Written instruction: Copy out the entries below, switching every "place a marker on" to "put a dot on" and leaving all else unchanged.

Data to process:
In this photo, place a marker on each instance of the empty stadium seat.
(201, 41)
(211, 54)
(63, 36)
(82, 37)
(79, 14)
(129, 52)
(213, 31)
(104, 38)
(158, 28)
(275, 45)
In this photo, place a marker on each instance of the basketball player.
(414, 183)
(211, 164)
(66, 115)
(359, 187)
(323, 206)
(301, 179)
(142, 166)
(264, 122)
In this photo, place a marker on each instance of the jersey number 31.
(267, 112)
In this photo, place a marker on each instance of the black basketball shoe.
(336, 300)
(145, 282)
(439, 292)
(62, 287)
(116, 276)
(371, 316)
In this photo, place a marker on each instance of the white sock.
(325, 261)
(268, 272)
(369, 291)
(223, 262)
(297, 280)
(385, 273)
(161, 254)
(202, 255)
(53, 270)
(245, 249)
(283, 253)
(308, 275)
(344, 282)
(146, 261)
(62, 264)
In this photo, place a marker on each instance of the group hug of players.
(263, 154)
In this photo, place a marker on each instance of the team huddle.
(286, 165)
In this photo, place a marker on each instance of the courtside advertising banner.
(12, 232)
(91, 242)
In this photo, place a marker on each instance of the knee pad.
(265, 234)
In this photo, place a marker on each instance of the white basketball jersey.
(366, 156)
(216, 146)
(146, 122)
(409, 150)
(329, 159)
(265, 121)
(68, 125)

Result of the task:
In this photo, put a dot on each instance of the empty stadium seat.
(201, 41)
(211, 54)
(63, 36)
(82, 37)
(79, 14)
(129, 52)
(213, 31)
(104, 38)
(158, 28)
(275, 45)
In this photo, put a dot on each instance of the basketball player.
(414, 183)
(211, 164)
(66, 115)
(359, 187)
(323, 206)
(301, 179)
(142, 166)
(264, 122)
In this photo, put a dot on each instance of the jersey number 31.
(267, 112)
In this photo, put a dot on each instance of the black basketball shoe.
(336, 300)
(145, 282)
(439, 292)
(62, 287)
(116, 276)
(371, 316)
In this photo, put a dot on each instance of the white sock.
(325, 261)
(268, 272)
(369, 291)
(223, 262)
(297, 280)
(385, 273)
(161, 254)
(202, 255)
(53, 270)
(245, 249)
(283, 253)
(308, 275)
(344, 282)
(146, 261)
(62, 264)
In this photo, put a dot on each instance of the group hug of players.
(263, 154)
In this photo, put a dot on each instance of the team huddle.
(286, 165)
In this photo, put a dot on each instance of the courtside advertising banner.
(12, 232)
(91, 242)
In this photo, put a dot on each instance of the knee pad.
(265, 234)
In this photo, put a dot on each instance of the white basketball jersey.
(366, 156)
(216, 146)
(146, 122)
(409, 150)
(329, 159)
(265, 121)
(68, 125)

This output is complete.